• _Directions_:
A) According to the Gleason's Gym text, who founded the gym?
B) Please print the stretch of the Gleason's Gym text from "There is a book" through "in Chapter 6.".
C) Using the Gleason's Gym text, explain in one to three sentences what the 22 artists in the Season 11 premiere of Ink Master were competing for at the gym.

• _Page text_:
- - - - - - -

Gleason's is a boxing gym located on the Brooklyn waterfront. The gym was founded by Peter Gagliardi, a former bantamweight, who changed his name to Bobby Gleason. It moved to Manhattan and then to Brooklyn. Gleason's is now owned by Bruce Silverglade.

There is an illustrated book called At Gleason's Gym. Owner Bruce Silverglade and Gleason's trainer Hector Roca co-authored the book The Gleason's Gym: Total Body Boxing Workout for Women, with a foreword by actor Hilary Swank (she famously thanked Hector Roca when she received her Oscar for her role in the boxing movie "Million Dollar Baby").
There is a book called White Collar Boxing: One Man's Journey from the Office to the Ring, in which John E. Oden describes Gleason's Gym in Chapter 6.

In 2015, part of episode 18, season 4, of the television comedy show "Impractical Jokers" took place at the gym.

The Season 11 premiere of Ink Master filmed the gym which was used as the location where 22 artists competed to earn a spot on Team Cleen or Team Christian by tattooing a subject in one of the coaches' specialties for six hours.

Gleason's Gym has reached out to the trans community by hosting the Trans Boxing club led by coach Nolan Hanson.

On August 21, 2024, a street sign was dedicated to Gleason's Gym. The corner of Water and Adams streets was officially named "Gleason's Gym Way" during a special ceremony held that day.

- - - - - - -

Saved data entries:
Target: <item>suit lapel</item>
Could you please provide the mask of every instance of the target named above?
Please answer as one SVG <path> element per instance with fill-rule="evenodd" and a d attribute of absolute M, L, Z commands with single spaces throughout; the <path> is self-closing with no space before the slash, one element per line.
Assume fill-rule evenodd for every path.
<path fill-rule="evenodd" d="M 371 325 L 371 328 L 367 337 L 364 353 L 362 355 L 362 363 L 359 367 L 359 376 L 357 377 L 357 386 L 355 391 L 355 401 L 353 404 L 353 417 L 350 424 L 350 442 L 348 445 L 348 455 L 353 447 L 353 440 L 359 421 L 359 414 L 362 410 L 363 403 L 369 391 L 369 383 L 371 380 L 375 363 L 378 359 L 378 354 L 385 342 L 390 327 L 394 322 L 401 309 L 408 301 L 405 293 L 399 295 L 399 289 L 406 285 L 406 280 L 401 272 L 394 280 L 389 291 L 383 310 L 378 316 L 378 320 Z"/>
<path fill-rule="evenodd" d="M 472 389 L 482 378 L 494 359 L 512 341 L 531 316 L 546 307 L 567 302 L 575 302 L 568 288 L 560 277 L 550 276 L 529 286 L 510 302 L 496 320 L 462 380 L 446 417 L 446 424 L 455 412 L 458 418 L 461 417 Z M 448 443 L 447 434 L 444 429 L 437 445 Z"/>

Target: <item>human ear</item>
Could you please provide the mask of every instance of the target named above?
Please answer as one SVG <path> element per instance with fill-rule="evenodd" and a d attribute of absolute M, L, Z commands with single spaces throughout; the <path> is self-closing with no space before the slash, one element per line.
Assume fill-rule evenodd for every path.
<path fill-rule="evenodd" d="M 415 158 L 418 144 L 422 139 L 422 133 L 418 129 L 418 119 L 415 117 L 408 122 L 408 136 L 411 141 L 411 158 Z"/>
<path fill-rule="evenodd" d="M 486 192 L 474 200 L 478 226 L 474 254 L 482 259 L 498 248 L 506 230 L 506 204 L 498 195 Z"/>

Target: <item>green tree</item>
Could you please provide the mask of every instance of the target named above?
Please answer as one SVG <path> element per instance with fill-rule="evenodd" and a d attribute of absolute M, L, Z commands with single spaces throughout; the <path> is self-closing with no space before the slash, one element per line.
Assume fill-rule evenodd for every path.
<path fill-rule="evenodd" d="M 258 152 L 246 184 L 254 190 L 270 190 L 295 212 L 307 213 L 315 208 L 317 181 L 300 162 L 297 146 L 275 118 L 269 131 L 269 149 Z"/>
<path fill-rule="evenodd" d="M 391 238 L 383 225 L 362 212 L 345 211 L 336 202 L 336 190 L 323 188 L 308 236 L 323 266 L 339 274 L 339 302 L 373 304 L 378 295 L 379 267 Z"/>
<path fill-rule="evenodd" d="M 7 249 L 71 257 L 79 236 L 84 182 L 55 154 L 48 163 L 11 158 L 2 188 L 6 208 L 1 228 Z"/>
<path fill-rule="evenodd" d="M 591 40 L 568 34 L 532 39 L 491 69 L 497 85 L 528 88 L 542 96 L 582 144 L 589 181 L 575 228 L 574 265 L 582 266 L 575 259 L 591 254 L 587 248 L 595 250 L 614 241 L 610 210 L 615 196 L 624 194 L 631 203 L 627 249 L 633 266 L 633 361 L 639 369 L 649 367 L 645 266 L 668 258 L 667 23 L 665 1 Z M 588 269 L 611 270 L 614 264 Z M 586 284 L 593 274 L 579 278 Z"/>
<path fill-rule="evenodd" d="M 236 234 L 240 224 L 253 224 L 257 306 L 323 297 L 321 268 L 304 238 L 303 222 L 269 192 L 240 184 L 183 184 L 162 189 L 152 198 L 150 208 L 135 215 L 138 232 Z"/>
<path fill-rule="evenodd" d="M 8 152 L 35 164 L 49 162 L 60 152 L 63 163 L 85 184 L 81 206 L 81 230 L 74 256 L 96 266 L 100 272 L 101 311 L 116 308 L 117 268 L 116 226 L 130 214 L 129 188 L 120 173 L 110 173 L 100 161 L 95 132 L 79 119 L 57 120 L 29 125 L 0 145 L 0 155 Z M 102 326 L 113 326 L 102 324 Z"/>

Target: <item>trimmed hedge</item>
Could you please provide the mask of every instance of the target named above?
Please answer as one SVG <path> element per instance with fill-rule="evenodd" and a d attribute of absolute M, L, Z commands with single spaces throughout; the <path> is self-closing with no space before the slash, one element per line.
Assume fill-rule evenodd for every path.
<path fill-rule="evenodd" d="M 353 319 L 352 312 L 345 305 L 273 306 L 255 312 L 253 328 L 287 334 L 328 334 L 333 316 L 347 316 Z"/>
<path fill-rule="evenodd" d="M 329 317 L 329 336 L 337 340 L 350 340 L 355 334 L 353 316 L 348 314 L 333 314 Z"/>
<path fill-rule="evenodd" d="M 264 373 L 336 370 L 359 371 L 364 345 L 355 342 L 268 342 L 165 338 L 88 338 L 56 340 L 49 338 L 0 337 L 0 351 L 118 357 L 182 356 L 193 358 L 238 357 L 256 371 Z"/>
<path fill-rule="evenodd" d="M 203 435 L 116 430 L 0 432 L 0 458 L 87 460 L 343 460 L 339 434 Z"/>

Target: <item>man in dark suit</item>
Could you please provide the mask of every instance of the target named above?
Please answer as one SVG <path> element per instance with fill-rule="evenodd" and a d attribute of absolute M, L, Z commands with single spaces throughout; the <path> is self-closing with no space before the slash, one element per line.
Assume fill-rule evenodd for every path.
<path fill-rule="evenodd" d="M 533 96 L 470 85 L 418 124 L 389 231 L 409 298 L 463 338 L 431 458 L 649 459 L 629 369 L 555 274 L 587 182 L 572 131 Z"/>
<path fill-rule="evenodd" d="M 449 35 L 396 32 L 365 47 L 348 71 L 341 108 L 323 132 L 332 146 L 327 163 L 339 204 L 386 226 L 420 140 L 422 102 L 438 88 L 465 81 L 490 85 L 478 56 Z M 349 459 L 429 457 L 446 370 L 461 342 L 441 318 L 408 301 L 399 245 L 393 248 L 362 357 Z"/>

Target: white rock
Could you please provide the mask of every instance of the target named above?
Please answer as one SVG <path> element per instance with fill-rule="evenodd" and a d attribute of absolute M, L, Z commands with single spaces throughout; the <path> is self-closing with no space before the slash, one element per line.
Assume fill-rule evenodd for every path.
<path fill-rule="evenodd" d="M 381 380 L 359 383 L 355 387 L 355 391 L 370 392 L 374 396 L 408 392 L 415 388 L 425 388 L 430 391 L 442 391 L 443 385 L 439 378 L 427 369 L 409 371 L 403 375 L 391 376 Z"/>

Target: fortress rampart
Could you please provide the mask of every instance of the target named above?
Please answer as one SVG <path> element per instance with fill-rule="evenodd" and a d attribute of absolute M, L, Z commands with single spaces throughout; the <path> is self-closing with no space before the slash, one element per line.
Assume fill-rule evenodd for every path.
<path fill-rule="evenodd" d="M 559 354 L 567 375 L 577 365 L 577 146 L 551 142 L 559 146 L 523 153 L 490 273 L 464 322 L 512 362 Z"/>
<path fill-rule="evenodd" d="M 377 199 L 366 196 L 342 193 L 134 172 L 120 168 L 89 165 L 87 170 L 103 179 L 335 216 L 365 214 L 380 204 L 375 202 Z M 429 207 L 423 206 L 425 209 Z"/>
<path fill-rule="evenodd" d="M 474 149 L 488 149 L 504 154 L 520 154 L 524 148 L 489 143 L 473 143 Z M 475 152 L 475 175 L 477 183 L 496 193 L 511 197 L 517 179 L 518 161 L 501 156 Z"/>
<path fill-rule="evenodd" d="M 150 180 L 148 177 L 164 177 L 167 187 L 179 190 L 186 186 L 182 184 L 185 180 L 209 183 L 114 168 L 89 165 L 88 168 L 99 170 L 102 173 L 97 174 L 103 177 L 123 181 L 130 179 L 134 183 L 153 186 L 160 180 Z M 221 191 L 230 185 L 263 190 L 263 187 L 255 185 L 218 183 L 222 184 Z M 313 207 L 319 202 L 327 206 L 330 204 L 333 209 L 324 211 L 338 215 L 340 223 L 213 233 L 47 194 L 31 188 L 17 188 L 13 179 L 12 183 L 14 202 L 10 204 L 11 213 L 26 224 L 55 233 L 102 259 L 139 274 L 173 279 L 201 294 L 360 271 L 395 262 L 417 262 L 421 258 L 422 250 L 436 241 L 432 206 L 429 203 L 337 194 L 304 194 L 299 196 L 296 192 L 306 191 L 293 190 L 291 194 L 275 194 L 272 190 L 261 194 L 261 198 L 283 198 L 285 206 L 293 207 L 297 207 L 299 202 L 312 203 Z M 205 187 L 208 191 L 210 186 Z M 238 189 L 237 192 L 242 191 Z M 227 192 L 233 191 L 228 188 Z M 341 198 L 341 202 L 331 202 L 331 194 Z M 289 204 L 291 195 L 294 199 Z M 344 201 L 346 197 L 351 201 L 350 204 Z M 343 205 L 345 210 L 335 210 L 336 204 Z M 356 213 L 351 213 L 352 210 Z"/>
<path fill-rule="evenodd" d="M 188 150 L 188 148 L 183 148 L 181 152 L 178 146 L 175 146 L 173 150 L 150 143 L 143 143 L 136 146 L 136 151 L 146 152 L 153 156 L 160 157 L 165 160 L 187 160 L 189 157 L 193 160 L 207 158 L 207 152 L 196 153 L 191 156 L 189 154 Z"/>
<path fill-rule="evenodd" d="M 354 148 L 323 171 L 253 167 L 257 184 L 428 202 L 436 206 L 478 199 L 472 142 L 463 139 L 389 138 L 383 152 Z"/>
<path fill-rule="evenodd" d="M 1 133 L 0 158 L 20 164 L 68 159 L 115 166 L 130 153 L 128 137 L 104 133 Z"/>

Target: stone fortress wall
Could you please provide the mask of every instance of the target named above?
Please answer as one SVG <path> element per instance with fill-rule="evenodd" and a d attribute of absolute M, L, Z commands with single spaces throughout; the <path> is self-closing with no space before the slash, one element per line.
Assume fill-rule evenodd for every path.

- - - - - - -

• _Expected responses_:
A) Peter Gagliardi, a former bantamweight who changed his name to Bobby Gleason.

B)
There is a book called White Collar Boxing: One Man's Journey from the Office to the Ring, in which John E. Oden describes Gleason's Gym in Chapter 6.

C) They were competing to earn a spot on Team Cleen or Team Christian. To do so, each artist tattooed a subject in one of the coaches' specialties for six hours.